> _WHAT THE TASK ASKS_:
Please output exactly the run of lines that starts at the line with "Target: white banner ribbon" and ends at the last line of the records below.

---------- INPUT ----------

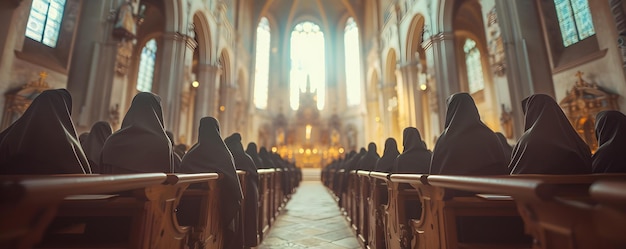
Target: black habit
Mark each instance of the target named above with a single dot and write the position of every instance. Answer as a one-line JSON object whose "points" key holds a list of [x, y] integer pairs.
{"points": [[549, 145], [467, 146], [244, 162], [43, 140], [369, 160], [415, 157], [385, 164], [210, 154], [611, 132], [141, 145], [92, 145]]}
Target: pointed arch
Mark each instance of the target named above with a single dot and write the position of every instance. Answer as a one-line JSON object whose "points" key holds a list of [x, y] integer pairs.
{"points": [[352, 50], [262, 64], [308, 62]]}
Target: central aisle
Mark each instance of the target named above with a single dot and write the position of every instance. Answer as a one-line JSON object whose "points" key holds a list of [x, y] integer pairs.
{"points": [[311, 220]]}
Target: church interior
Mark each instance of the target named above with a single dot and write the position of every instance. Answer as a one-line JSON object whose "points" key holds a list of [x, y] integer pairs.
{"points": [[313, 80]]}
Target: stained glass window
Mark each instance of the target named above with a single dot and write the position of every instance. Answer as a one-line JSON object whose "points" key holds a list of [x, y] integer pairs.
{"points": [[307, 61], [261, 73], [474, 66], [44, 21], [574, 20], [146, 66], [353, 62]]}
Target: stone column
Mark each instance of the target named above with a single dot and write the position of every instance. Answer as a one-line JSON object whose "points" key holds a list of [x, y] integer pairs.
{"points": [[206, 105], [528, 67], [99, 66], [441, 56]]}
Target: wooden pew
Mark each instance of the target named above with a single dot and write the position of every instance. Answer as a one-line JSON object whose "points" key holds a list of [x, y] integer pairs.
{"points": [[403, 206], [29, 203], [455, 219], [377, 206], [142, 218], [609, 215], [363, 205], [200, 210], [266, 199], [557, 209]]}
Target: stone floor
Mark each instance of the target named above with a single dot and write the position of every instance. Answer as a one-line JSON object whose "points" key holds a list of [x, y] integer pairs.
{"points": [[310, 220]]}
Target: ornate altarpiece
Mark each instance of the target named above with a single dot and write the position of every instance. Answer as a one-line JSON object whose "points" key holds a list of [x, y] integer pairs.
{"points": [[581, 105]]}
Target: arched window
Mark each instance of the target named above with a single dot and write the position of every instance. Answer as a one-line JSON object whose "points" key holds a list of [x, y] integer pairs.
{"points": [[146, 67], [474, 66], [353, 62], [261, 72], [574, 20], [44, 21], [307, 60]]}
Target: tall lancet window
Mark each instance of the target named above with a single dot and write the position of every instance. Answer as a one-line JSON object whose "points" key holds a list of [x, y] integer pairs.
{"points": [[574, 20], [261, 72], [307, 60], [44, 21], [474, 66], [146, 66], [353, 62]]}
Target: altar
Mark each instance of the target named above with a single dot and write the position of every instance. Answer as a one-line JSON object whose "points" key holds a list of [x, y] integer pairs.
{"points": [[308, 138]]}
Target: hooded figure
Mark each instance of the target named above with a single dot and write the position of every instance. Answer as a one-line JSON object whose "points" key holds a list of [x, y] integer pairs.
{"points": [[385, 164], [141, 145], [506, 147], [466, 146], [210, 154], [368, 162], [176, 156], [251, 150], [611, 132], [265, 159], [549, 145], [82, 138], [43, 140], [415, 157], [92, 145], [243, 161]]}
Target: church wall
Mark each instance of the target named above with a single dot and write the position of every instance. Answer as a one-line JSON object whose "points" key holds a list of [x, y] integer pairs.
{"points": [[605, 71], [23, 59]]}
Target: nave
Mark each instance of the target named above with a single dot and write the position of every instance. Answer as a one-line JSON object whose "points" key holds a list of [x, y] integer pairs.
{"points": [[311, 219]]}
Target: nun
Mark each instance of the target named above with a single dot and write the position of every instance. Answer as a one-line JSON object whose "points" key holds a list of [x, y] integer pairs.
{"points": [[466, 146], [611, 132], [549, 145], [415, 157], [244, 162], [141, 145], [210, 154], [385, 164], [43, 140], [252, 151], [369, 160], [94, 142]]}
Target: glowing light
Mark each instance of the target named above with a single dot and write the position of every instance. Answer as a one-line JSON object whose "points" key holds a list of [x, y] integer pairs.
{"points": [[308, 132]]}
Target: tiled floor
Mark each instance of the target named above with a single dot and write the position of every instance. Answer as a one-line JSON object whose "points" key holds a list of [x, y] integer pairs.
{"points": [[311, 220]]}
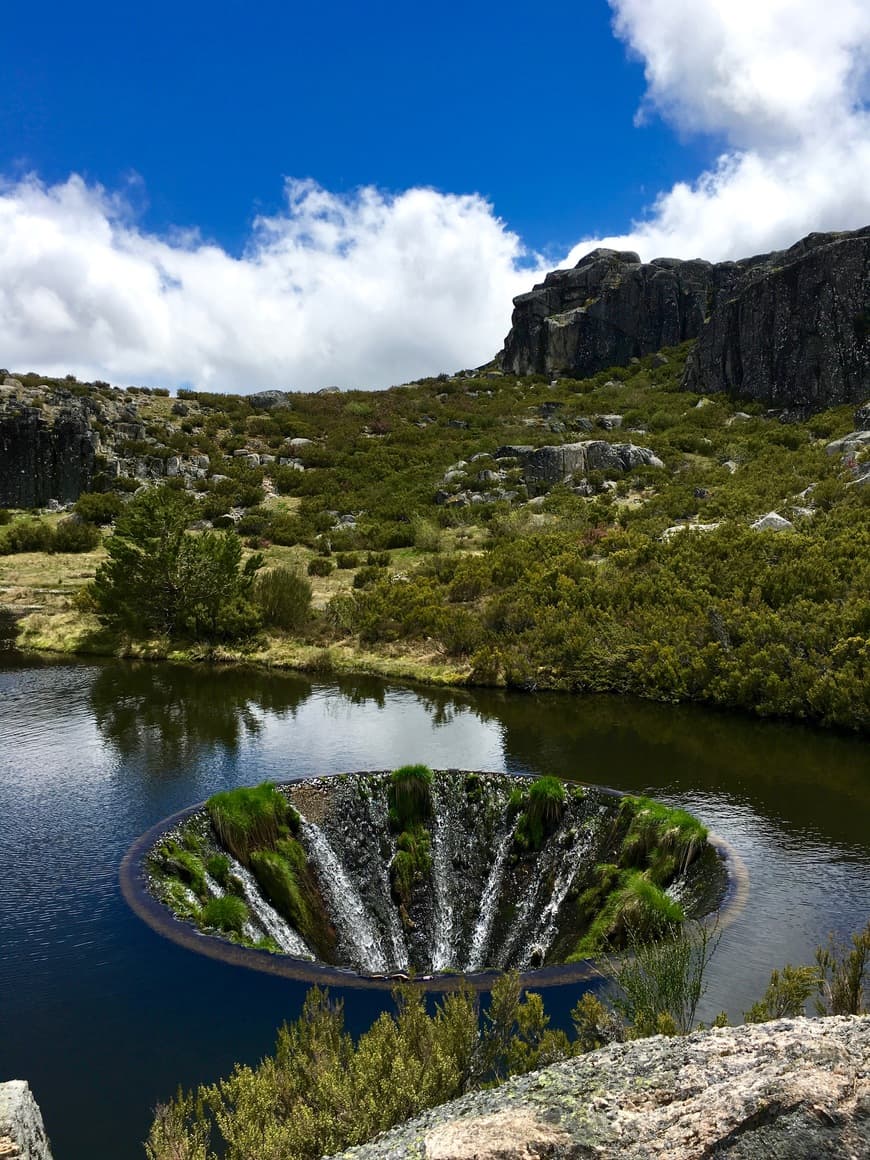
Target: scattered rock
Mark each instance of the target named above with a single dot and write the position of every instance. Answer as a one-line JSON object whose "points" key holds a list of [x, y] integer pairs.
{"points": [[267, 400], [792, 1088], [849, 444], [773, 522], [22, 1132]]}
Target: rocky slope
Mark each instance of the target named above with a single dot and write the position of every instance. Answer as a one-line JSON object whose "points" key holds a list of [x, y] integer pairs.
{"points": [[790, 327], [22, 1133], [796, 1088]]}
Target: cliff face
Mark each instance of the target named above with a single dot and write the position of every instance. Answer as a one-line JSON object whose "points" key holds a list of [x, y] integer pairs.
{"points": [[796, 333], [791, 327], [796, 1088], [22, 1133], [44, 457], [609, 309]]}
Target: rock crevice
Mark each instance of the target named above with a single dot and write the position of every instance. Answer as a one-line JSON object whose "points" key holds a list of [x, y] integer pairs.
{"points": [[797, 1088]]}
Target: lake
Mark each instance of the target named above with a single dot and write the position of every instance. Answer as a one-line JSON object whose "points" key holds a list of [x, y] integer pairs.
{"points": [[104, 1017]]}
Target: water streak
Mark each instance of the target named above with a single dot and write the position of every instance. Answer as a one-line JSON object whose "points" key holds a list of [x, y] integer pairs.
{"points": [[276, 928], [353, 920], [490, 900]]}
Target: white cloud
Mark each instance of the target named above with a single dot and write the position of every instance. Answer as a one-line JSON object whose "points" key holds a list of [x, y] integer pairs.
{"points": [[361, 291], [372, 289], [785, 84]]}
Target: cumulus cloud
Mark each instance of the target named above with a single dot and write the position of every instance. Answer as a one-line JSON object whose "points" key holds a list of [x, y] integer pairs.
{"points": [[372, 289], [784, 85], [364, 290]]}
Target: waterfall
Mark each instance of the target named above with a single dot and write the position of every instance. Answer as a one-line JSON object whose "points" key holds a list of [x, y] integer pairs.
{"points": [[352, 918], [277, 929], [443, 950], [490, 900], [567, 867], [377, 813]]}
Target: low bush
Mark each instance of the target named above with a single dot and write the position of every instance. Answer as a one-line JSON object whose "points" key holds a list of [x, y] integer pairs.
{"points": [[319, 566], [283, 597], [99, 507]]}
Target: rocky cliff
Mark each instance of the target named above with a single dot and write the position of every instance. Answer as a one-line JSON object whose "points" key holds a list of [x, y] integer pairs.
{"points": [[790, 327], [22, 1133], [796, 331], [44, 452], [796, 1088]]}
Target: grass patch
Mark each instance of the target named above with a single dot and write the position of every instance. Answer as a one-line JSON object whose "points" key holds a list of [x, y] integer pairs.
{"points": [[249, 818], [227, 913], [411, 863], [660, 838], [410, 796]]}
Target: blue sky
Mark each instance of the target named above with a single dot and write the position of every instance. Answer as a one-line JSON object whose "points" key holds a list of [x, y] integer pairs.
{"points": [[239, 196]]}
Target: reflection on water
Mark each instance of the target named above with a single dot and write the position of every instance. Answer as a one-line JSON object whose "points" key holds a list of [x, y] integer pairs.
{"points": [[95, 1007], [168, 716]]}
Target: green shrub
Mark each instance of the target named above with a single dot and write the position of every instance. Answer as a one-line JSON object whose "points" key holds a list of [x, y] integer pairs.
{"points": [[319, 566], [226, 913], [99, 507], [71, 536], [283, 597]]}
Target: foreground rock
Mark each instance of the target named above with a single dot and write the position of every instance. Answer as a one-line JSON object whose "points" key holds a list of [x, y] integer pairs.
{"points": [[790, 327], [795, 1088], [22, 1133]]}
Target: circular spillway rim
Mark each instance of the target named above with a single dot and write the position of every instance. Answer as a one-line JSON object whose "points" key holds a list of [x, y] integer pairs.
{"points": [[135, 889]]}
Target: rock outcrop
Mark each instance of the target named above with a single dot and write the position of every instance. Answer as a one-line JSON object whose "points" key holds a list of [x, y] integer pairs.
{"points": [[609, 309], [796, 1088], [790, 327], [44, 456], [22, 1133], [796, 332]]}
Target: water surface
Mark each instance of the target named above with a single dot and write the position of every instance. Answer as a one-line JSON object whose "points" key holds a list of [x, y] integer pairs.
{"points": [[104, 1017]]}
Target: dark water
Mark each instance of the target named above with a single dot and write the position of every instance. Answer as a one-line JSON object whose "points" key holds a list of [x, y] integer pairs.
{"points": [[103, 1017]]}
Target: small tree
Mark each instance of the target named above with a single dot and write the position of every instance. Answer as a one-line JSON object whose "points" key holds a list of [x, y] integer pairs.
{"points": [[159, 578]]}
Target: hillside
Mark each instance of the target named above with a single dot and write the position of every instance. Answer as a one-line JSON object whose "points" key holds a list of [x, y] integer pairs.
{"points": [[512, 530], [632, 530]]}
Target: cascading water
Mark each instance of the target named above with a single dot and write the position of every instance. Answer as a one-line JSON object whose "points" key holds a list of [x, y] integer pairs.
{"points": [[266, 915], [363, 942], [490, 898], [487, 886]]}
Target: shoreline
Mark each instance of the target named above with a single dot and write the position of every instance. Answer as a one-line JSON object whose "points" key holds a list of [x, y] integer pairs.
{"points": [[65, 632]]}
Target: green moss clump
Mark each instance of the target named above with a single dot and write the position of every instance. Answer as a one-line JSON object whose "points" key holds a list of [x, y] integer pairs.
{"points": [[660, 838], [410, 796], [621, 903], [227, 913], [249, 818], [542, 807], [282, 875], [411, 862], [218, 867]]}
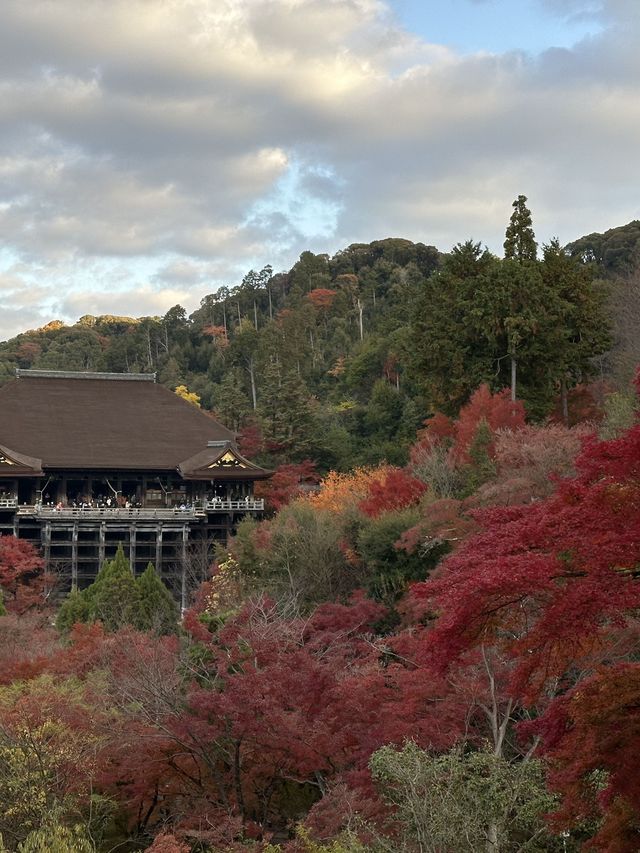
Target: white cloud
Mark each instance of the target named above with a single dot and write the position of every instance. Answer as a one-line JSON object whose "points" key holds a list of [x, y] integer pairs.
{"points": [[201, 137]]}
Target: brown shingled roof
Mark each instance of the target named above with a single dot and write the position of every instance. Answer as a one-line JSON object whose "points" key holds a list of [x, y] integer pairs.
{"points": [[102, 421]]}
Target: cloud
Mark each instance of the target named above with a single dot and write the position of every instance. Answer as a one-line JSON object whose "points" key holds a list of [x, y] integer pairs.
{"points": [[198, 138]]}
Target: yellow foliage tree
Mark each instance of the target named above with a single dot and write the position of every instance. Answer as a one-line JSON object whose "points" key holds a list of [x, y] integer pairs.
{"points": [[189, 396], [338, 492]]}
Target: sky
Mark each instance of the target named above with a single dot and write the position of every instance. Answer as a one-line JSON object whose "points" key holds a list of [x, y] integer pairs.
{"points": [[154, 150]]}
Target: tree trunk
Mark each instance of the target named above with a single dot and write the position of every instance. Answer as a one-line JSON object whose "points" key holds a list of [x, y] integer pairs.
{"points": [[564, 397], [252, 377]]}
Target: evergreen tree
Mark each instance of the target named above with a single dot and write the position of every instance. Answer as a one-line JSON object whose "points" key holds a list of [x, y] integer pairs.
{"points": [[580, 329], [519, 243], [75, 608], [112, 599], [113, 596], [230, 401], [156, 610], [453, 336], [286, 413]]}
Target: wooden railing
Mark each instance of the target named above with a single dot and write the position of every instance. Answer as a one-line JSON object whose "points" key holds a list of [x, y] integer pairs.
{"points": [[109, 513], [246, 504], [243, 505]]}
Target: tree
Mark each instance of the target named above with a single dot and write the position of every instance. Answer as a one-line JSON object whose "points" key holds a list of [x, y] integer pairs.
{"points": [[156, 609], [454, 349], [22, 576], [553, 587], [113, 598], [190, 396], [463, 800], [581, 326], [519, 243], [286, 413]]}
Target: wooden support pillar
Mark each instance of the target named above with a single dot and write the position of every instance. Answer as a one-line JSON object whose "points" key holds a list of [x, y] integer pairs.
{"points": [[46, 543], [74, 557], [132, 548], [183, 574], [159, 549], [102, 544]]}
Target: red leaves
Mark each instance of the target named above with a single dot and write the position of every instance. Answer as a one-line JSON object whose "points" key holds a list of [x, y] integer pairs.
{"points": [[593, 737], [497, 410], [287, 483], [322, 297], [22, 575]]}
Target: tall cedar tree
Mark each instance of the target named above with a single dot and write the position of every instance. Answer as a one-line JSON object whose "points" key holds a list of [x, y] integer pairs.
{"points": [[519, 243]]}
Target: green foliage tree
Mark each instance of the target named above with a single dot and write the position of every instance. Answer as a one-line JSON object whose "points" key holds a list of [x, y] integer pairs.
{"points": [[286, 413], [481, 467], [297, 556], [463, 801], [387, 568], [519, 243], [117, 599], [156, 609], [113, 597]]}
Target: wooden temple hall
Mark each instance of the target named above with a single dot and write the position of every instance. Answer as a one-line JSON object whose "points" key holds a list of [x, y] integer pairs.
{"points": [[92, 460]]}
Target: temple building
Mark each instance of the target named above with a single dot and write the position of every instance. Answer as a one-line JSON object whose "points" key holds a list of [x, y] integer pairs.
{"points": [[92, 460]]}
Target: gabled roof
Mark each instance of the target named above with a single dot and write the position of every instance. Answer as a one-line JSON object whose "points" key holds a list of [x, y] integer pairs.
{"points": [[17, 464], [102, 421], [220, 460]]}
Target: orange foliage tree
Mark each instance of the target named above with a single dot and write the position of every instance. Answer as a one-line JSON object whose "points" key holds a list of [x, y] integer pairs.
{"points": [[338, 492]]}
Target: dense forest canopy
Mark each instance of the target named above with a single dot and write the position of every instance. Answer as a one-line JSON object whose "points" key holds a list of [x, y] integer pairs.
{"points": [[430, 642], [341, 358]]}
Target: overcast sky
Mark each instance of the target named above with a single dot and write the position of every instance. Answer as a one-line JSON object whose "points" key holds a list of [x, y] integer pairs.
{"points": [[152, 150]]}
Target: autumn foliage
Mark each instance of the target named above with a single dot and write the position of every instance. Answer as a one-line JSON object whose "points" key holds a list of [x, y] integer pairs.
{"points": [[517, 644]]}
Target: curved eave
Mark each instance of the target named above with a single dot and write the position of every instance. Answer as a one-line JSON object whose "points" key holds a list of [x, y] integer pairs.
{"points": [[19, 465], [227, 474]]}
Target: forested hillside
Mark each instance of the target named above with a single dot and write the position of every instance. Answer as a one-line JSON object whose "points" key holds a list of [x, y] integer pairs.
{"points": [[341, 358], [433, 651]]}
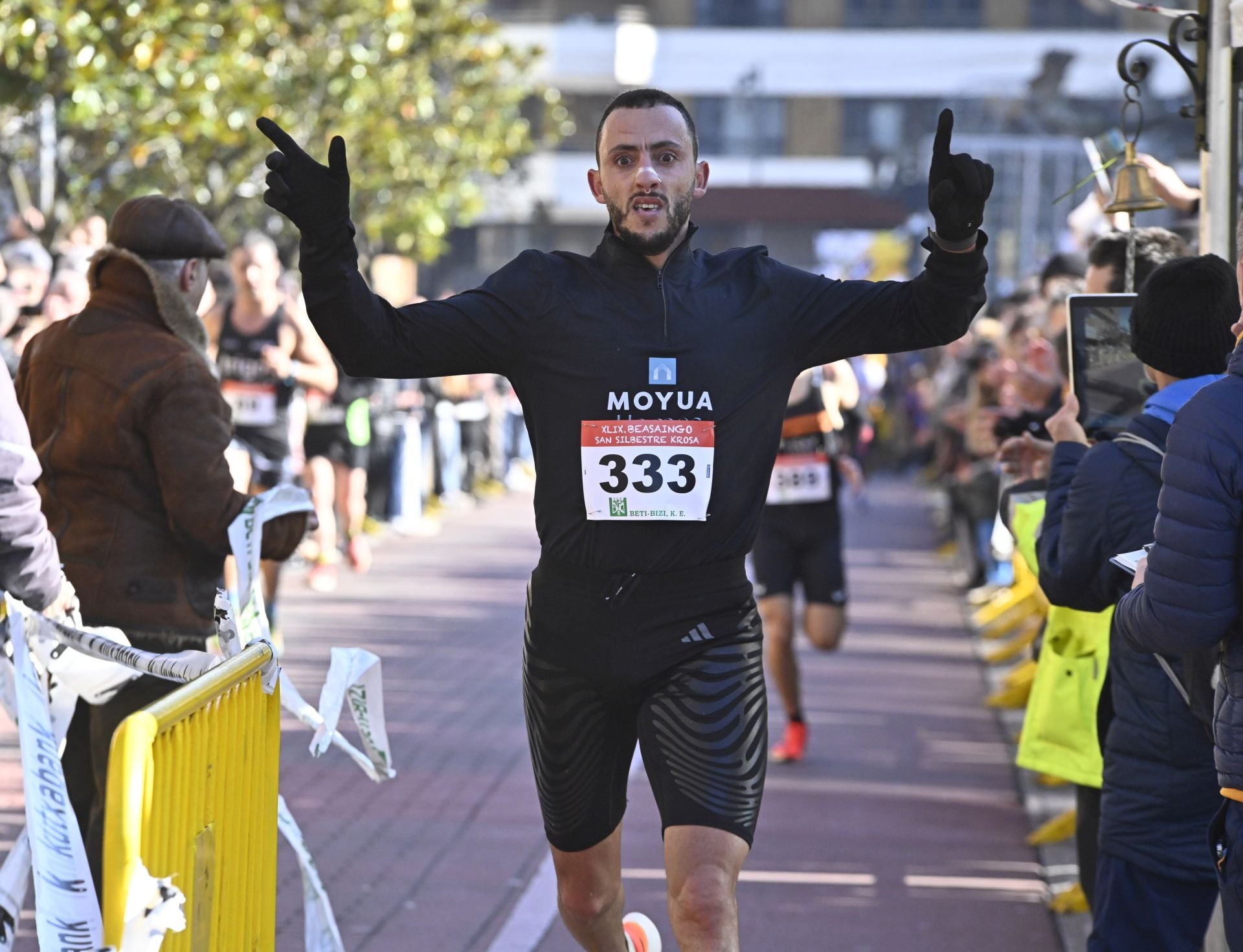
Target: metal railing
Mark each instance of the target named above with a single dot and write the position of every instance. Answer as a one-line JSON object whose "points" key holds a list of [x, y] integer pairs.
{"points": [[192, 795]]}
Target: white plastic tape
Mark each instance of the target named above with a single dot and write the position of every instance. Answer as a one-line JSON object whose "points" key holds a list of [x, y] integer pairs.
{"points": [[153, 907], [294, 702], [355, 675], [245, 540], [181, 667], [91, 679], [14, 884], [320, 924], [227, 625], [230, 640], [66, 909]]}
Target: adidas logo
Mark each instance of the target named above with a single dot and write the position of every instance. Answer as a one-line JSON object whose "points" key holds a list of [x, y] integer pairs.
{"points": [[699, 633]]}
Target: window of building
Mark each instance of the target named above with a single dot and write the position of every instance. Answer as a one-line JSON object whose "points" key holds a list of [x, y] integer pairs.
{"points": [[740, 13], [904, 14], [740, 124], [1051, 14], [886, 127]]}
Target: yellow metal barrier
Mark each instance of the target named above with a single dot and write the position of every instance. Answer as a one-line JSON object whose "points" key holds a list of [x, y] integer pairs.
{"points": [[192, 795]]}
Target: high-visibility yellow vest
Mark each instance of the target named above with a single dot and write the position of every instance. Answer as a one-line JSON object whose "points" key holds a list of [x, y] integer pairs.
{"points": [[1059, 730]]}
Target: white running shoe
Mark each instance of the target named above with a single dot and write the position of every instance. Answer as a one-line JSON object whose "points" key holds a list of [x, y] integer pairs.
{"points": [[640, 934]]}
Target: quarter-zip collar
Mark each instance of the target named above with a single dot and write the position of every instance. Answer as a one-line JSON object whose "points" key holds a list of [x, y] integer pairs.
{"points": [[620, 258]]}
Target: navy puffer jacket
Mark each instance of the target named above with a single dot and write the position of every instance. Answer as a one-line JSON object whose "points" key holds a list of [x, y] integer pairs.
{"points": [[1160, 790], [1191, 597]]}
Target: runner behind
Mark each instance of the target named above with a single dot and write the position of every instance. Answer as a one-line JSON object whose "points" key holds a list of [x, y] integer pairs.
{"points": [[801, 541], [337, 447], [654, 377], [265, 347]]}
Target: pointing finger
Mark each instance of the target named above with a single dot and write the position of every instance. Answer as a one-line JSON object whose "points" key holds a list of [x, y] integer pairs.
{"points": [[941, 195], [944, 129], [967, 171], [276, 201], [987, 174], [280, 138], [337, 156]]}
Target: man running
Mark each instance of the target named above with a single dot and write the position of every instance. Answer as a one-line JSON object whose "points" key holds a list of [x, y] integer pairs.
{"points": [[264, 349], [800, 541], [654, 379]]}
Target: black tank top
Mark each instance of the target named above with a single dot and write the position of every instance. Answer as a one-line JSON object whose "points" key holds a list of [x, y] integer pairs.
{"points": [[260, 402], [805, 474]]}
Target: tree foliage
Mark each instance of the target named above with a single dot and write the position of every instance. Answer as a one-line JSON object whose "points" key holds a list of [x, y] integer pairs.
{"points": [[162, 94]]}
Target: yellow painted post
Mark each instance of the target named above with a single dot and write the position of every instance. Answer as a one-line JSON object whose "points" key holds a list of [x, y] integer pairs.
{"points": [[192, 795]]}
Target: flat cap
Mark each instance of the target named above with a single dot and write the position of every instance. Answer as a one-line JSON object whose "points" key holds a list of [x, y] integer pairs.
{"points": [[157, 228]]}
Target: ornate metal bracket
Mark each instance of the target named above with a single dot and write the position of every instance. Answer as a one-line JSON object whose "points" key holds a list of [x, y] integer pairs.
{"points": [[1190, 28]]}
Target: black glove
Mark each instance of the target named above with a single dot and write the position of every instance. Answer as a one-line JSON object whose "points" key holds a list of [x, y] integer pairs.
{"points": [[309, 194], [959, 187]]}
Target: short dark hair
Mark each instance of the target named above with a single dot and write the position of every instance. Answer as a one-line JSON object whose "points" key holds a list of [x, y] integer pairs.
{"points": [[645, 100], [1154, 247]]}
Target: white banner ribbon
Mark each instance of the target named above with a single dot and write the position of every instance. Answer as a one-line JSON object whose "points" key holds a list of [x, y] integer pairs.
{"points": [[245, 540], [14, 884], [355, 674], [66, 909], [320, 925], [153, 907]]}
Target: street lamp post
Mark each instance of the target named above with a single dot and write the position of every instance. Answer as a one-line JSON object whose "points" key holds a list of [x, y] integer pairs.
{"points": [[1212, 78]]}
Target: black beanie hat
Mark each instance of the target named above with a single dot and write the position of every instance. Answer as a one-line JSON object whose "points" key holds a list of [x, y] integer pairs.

----------

> _RESPONSE_:
Target: white banner ribbon
Mark each instance of the target named above with a single dot and write the position of every instance. Answer as a one-line JSON object whose "points" key holds a list of [x, y] integer pairs.
{"points": [[245, 540], [14, 884], [355, 674], [66, 909], [320, 925], [153, 907]]}
Target: street lamp post
Mark each instance of the target named above with a single dot and write the position of every instance. Answer as a one-line JSON object whose "points" key holds a list of [x, y] integer pairs.
{"points": [[1212, 78]]}
Target: black beanie hat
Mark each instance of the target named above with a single dot and write the position of every instance. Answer as a one-line JSON object whose "points" key holds a list of [x, y] integer pairs.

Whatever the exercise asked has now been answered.